*Aim of the task*.
Transcribe the part of the weak convergence question below from "Weak convergence in" up to and including "say $u(t)$ i.e.".

*Source excerpt*.
-- start --

Weak convergence in Bochner space and corresponding $L^p$ space

Question

I'm considering a sequence of functions $\{u_k\}$ which is defined on $\Omega\times(0,T)$ where $\Omega$ is a bounded domain with Lipschitz boundary.
Assume we now have a uniform bound that is
$$\sup_{t\in(0,T)}\{\lVert u_k(t)\rVert_{L^2(\Omega)}^2\}\leq M$$
where $M$ is a positive constant which does not depend on $k$ and $T$.
Then I think this means that for any time $t\in(0,T)$
$$\lVert u_k(t)\rVert_{L^2(\Omega)}^2\leq M,$$
so by reflexivity of $L^2$ space, for each time, we can find a weak limit (up to a subsequence but not relabel) say $u(t)$ i.e.
$$u_k(t)\rightharpoonup u(t)\mbox{ in }L^2(\Omega)\mbox{ for every }t\in(0,T).$$
Then I also think our uniform bound on $u_k$ implies that
$$\int_{0}^{T}\lVert u_k(t)\rVert_{L^2(\Omega)}^2dt\leq MT$$
which gives me a uniform bound in $L^2((0,T);L^2(\Omega))$. Then again by the reflexivity, we can have weak convergent subsequence, but still not relabel and name this weak limit $u^\prime$.
Hence we have that $$u_k\rightharpoonup u\mbox{ in }L^2(0,T;L^2(\Omega)).$$
Now I want to claim $u=u^\prime$ up to a set of zero measure in $\Omega\times(0,T)$.
Does my thought make sense or there is something wrong? Thank you for any reply!

-- end --

[Coordinate-labeling data]
-- start --

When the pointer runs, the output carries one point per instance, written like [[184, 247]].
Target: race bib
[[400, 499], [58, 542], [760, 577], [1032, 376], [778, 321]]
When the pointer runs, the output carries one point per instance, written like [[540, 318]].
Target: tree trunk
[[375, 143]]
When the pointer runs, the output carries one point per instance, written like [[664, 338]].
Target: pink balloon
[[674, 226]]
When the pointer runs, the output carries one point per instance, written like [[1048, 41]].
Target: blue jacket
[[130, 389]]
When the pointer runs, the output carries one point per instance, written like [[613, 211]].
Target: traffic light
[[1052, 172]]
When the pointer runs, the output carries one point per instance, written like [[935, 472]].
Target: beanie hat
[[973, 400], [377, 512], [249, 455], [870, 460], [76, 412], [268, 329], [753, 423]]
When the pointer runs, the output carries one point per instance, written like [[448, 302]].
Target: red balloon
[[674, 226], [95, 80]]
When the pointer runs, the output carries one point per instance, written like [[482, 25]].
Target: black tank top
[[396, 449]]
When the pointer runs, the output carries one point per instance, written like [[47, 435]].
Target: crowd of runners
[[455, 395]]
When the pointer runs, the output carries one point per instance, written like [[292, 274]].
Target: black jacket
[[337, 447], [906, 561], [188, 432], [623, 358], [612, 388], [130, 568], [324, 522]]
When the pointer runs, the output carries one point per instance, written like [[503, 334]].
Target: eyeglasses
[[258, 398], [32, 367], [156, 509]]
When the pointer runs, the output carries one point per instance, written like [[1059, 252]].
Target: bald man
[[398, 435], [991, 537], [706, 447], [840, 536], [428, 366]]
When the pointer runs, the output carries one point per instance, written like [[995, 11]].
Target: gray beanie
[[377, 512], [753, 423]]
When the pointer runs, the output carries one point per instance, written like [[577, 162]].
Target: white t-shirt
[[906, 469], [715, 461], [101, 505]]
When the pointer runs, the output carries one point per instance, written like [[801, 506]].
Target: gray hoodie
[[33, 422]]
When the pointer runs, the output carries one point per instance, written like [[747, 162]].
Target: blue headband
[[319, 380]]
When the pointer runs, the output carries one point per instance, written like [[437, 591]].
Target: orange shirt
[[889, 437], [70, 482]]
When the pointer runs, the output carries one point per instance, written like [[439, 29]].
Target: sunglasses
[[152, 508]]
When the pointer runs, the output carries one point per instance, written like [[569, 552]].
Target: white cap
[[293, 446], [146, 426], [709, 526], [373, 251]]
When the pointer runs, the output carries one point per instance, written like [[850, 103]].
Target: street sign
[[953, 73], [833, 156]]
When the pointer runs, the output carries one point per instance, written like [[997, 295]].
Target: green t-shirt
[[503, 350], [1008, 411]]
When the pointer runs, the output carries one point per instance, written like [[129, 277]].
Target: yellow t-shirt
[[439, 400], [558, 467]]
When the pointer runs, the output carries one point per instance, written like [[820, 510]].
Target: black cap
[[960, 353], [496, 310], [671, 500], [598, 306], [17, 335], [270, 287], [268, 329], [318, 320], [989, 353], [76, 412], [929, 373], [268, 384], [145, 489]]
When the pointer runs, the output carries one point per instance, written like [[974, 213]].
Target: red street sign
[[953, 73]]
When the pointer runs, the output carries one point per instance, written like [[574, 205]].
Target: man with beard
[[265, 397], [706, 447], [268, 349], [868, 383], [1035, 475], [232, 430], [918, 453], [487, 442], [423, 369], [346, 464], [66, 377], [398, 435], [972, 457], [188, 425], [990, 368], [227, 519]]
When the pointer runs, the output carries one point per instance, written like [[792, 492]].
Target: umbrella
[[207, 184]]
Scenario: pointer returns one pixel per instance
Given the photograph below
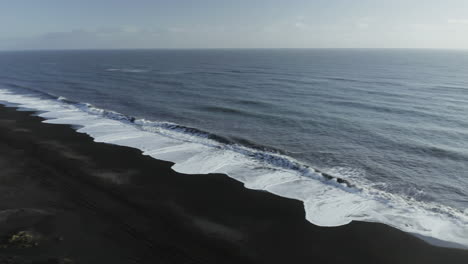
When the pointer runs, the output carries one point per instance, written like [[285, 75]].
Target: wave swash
[[328, 200]]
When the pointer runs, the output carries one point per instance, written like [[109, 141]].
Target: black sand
[[85, 202]]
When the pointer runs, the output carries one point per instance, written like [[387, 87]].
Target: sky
[[126, 24]]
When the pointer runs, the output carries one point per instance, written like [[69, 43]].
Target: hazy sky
[[85, 24]]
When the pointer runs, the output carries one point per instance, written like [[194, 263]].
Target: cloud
[[463, 21]]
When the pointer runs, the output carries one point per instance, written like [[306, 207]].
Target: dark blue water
[[395, 120]]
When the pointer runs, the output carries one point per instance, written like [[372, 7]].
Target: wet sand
[[67, 199]]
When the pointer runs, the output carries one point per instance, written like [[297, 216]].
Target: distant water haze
[[371, 135], [117, 24]]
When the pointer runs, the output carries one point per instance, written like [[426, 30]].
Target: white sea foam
[[327, 202]]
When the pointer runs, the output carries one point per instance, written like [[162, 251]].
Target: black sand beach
[[78, 201]]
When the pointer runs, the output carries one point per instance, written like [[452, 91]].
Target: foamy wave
[[328, 200]]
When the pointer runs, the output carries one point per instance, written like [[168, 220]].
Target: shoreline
[[94, 202]]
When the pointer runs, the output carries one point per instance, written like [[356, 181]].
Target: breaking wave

-- end --

*Task response*.
Weak convergence in Bochner space and corresponding $L^p$ space

Question

I'm considering a sequence of functions $\{u_k\}$ which is defined on $\Omega\times(0,T)$ where $\Omega$ is a bounded domain with Lipschitz boundary.
Assume we now have a uniform bound that is
$$\sup_{t\in(0,T)}\{\lVert u_k(t)\rVert_{L^2(\Omega)}^2\}\leq M$$
where $M$ is a positive constant which does not depend on $k$ and $T$.
Then I think this means that for any time $t\in(0,T)$
$$\lVert u_k(t)\rVert_{L^2(\Omega)}^2\leq M,$$
so by reflexivity of $L^2$ space, for each time, we can find a weak limit (up to a subsequence but not relabel) say $u(t)$ i.e.